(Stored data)
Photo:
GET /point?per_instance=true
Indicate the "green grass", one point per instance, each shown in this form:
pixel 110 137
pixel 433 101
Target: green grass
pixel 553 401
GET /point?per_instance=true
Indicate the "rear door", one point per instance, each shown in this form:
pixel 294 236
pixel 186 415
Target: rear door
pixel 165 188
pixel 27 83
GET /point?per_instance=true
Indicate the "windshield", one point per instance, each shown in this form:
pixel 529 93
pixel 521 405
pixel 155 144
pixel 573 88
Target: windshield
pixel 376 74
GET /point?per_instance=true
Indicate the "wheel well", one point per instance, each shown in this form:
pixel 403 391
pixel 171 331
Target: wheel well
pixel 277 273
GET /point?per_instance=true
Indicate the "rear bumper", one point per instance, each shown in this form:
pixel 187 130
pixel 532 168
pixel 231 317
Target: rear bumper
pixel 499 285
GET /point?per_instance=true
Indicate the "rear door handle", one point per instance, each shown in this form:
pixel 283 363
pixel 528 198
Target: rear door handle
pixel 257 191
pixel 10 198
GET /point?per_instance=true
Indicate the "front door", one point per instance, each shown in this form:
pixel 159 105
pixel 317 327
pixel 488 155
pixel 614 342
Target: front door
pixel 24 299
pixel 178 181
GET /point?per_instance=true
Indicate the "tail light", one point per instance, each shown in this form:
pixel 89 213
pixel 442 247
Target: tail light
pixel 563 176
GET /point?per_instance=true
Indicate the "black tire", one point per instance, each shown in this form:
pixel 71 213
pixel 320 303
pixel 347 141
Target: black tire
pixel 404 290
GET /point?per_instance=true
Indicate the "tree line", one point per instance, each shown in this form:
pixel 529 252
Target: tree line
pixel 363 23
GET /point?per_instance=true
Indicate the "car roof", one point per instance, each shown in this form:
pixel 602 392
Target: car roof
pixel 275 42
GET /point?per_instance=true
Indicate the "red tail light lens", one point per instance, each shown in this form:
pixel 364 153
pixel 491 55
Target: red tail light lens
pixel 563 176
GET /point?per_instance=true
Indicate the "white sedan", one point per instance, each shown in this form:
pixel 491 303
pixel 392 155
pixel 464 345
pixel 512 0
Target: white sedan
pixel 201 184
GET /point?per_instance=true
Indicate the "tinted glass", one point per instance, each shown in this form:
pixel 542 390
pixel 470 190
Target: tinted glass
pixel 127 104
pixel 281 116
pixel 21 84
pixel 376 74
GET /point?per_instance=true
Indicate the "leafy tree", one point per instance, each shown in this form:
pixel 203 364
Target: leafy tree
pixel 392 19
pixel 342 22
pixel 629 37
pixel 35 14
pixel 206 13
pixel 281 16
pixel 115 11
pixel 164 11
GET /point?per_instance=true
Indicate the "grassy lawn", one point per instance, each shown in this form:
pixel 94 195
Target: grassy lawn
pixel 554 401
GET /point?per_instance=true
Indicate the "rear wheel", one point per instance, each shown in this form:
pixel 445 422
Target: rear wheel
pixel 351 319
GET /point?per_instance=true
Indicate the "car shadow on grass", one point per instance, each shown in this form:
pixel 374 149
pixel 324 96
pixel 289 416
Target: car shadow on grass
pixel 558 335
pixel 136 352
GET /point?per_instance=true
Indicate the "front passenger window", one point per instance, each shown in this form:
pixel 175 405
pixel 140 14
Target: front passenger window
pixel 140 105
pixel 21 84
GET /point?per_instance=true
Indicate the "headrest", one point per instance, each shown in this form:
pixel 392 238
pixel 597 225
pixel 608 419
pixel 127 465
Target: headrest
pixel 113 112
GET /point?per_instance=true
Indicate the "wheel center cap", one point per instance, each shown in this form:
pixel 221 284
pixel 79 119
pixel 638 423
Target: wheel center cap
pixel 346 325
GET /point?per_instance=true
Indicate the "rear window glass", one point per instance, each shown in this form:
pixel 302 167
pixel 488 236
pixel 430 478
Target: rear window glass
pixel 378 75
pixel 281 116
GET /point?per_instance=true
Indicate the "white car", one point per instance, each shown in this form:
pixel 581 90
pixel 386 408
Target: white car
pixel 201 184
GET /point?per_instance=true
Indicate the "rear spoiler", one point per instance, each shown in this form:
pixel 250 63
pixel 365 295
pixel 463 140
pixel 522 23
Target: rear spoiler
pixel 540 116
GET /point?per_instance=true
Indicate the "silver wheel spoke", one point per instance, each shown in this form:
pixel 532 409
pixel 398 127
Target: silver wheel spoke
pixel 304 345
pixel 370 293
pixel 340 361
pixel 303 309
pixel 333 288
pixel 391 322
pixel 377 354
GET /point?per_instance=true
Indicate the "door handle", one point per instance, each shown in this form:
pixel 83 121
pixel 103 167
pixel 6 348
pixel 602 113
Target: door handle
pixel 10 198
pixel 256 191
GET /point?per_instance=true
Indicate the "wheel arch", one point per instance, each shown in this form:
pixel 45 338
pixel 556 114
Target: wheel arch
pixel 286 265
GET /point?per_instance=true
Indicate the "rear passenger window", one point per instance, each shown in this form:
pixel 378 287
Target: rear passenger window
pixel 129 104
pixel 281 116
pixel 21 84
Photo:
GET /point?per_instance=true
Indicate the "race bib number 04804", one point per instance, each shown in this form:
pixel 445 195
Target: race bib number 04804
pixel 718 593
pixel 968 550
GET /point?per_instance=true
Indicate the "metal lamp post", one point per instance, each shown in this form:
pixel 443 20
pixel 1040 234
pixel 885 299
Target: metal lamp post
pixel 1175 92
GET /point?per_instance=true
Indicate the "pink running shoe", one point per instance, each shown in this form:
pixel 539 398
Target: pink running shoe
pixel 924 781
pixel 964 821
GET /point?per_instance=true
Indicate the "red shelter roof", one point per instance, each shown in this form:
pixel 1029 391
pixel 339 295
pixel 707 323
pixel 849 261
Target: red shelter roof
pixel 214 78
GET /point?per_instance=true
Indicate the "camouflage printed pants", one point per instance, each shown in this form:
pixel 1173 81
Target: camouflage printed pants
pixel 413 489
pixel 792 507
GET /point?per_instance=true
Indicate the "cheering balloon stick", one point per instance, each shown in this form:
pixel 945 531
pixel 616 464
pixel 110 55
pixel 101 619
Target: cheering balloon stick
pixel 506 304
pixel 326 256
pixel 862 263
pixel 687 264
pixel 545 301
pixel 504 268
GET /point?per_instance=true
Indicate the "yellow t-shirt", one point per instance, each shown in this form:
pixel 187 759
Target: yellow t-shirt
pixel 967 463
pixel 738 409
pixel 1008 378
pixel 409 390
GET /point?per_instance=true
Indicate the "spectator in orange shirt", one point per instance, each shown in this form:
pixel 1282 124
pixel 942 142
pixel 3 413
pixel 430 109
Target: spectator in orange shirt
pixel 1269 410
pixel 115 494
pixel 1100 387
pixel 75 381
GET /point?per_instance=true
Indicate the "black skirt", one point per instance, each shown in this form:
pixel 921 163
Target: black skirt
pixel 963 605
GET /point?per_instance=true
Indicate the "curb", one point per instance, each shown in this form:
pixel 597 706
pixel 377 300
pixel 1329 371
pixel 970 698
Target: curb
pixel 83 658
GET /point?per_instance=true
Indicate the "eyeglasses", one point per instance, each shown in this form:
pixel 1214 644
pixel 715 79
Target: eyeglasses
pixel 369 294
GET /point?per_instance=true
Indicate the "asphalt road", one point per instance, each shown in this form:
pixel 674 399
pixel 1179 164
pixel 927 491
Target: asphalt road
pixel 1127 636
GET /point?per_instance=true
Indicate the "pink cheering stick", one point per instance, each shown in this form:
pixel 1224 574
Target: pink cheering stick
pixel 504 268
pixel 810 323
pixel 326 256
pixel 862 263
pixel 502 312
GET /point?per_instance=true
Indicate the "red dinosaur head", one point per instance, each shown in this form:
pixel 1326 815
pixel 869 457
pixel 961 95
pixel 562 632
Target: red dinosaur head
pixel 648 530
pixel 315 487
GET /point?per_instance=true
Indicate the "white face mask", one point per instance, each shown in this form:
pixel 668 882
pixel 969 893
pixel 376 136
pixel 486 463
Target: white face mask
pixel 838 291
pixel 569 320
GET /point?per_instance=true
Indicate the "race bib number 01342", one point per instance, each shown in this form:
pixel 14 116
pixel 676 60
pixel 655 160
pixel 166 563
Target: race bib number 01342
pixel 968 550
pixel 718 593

WHAT IS BEING ASKED
Between the first line of the entries above and the line with "pixel 347 141", both included, copy every line exactly and nothing outside that range.

ANSWER AREA
Photo:
GET /point?per_instance=true
Indicate the "green grass", one point per instance, each shown in this form:
pixel 110 137
pixel 433 101
Target: green grass
pixel 553 401
GET /point?per_instance=true
Indicate the "rear door", one point per instance, each shown in this form:
pixel 294 236
pixel 186 415
Target: rear door
pixel 165 188
pixel 27 83
GET /point?per_instance=true
Indicate the "windshield", one point per instance, each shown in this form:
pixel 529 93
pixel 521 405
pixel 155 144
pixel 573 88
Target: windshield
pixel 376 74
GET /point?per_instance=true
Indicate the "wheel well", one point per instance, each shown in this form:
pixel 403 391
pixel 171 331
Target: wheel well
pixel 277 273
GET /point?per_instance=true
Indicate the "rear bumper", one point per instance, each shown in this form:
pixel 187 130
pixel 532 168
pixel 231 317
Target: rear bumper
pixel 499 285
GET /point?per_instance=true
Indicate the "rear door handle", one point per instance, each shown in this form:
pixel 283 363
pixel 528 198
Target: rear door handle
pixel 257 191
pixel 10 198
GET /point?per_instance=true
Indicate the "front door", one point per instance, each shown in this form:
pixel 159 105
pixel 317 327
pixel 488 155
pixel 614 342
Target: front door
pixel 24 299
pixel 178 181
GET /point?per_instance=true
Indicate the "tail light", one point per instance, each shown in this form:
pixel 89 213
pixel 442 247
Target: tail light
pixel 563 176
GET /point?per_instance=true
Indicate the "black tire", one point per instance, each shown in this form:
pixel 71 213
pixel 320 303
pixel 347 141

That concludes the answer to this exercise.